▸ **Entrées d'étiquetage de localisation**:
╔══
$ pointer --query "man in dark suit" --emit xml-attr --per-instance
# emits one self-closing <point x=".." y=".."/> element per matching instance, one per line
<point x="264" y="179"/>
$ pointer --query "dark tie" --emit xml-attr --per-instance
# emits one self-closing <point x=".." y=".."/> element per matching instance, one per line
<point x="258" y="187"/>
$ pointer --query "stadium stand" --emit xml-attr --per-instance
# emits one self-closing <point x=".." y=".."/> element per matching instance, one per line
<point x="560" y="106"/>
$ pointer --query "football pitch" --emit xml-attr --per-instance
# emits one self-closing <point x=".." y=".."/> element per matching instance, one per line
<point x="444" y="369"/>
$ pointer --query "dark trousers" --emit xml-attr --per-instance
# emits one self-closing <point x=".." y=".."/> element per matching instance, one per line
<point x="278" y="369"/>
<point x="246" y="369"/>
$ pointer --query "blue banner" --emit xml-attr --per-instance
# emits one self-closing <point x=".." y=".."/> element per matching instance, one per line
╚══
▸ **OBJECTIF**: Mettez à jour toutes les entrées ci-dessus en remplaçant « dark » par « black », sans rien changer d'autre.

▸ **RÉSULTAT PRODUIT**:
$ pointer --query "man in black suit" --emit xml-attr --per-instance
# emits one self-closing <point x=".." y=".."/> element per matching instance, one per line
<point x="264" y="179"/>
$ pointer --query "black tie" --emit xml-attr --per-instance
# emits one self-closing <point x=".." y=".."/> element per matching instance, one per line
<point x="258" y="187"/>
$ pointer --query "stadium stand" --emit xml-attr --per-instance
# emits one self-closing <point x=".." y=".."/> element per matching instance, one per line
<point x="560" y="106"/>
$ pointer --query "football pitch" --emit xml-attr --per-instance
# emits one self-closing <point x=".." y=".."/> element per matching instance, one per line
<point x="444" y="369"/>
$ pointer --query "black trousers" --emit xml-attr --per-instance
# emits one self-closing <point x=".." y=".."/> element per matching instance, one per line
<point x="278" y="369"/>
<point x="246" y="369"/>
$ pointer --query "blue banner" --emit xml-attr --per-instance
# emits one self-closing <point x=".." y=".."/> element per matching instance, one per line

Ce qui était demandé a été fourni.